Set problem >> Can you edit the rows from the start through the line with "pixel 186 375", changing "motorcycle headlight" to "motorbike headlight" and leaving everything else as it is?

Extracted records >>
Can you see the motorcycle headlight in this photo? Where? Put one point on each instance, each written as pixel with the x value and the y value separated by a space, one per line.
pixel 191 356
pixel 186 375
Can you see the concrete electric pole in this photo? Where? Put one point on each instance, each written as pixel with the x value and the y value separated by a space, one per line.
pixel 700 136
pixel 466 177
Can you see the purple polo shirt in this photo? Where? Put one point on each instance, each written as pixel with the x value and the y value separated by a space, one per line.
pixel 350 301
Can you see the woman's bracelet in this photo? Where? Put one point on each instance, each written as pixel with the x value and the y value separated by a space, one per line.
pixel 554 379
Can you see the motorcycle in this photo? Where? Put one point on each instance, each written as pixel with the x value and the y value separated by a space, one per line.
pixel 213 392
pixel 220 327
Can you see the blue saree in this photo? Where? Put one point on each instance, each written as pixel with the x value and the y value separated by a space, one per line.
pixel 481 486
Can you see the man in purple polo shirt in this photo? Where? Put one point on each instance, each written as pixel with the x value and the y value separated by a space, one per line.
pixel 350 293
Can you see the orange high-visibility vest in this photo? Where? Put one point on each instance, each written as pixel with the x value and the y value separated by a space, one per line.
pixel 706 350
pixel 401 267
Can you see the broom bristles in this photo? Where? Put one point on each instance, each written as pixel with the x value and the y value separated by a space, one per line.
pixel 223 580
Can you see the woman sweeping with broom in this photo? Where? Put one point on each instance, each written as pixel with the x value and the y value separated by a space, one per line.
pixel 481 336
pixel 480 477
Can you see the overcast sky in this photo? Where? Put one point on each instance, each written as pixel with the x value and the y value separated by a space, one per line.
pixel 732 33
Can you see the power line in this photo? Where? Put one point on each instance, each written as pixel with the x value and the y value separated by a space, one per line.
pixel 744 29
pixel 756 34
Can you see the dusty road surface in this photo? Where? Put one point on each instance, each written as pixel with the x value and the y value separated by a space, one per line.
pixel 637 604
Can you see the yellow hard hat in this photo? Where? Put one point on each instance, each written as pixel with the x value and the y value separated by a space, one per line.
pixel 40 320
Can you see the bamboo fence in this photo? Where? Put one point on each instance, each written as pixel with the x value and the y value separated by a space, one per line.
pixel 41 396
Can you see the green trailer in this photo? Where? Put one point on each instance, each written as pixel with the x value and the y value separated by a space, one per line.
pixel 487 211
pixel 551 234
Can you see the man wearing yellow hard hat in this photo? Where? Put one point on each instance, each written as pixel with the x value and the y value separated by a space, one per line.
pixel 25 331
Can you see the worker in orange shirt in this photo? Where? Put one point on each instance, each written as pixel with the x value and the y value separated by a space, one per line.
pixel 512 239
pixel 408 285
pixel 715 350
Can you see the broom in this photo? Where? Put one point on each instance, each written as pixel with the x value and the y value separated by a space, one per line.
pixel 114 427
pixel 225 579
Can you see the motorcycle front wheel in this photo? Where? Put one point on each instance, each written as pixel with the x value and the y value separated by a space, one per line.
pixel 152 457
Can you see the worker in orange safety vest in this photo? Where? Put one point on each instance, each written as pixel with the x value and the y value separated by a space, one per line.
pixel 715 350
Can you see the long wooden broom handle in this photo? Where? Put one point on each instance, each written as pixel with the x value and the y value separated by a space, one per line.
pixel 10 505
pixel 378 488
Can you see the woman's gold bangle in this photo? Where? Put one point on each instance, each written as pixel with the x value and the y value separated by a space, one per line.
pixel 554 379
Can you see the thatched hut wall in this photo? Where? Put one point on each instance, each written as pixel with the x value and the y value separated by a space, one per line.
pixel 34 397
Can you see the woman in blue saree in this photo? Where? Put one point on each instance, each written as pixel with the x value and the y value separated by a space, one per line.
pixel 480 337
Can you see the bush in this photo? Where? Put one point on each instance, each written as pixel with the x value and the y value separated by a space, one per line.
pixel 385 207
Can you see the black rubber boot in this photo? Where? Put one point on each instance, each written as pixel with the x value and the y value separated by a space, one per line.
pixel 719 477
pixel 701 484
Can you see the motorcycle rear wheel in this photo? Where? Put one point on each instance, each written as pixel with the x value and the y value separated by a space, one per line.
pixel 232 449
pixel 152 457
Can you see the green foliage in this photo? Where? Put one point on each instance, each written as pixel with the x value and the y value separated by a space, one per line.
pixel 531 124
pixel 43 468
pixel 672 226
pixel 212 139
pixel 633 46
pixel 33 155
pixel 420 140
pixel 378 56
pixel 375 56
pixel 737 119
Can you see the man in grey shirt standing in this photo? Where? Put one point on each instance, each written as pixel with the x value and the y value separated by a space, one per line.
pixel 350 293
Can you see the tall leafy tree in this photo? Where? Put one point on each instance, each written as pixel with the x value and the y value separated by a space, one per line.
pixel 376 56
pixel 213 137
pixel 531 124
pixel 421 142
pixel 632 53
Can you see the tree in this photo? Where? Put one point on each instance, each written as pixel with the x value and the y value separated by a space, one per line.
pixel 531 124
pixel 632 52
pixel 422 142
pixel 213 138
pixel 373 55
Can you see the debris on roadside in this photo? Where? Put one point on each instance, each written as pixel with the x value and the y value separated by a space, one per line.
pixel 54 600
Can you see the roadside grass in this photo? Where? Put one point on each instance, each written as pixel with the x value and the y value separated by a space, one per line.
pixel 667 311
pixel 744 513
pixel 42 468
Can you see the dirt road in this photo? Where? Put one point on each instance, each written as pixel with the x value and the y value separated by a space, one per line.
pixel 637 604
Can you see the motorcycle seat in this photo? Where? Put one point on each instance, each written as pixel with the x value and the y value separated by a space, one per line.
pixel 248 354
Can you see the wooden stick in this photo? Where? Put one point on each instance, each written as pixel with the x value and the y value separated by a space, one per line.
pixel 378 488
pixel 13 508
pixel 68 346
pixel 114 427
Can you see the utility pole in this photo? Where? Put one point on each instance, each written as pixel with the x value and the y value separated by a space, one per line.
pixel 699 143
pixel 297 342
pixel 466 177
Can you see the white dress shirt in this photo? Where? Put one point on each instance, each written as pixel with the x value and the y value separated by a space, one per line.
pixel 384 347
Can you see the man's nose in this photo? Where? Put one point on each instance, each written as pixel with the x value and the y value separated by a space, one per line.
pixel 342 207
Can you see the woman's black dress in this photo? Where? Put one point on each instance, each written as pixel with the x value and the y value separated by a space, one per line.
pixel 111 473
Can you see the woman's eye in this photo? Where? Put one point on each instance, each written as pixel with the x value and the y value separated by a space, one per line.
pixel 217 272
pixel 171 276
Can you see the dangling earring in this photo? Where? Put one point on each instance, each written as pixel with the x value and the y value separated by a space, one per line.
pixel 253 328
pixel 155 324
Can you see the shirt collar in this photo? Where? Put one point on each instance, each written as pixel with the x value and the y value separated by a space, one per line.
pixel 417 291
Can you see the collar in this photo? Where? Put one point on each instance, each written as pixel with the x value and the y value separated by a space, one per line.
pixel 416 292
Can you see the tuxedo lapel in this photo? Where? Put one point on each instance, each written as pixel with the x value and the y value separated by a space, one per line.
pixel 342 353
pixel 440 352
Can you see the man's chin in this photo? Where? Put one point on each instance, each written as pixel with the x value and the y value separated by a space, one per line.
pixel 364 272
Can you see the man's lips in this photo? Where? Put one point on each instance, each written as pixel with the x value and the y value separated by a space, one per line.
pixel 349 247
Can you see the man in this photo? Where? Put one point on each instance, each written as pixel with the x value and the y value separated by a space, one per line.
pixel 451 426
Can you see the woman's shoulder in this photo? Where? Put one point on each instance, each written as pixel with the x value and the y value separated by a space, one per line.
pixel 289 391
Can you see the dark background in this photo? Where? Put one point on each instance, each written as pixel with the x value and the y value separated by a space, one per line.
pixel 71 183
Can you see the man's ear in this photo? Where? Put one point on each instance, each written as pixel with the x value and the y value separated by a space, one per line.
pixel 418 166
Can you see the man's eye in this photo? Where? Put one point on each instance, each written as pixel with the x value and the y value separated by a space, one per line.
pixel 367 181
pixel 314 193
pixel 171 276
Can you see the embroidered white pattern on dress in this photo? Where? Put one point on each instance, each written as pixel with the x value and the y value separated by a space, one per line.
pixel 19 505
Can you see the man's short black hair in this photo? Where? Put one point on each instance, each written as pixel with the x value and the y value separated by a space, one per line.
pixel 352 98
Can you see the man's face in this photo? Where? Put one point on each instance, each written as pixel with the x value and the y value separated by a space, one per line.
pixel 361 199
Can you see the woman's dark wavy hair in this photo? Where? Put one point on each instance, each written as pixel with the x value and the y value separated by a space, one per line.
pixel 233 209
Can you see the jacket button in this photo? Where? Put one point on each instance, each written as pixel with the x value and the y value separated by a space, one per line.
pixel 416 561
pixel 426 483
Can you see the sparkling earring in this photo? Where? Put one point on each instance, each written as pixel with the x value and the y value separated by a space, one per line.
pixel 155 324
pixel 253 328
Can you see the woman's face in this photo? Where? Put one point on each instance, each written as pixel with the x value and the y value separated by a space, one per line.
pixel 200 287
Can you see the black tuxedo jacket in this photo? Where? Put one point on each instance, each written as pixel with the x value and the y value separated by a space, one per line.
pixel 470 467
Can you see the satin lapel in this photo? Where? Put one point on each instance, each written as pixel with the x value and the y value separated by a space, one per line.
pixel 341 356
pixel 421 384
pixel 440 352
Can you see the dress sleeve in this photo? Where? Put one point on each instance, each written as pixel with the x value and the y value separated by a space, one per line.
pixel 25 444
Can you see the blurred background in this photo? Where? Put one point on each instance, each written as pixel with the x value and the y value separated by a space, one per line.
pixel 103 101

Written solution >>
Can you see the motorbike headlight in this photo? Where? Put one point on each instance, each written as pixel with the x value and the y value separated by a space, one per line.
pixel 191 356
pixel 186 375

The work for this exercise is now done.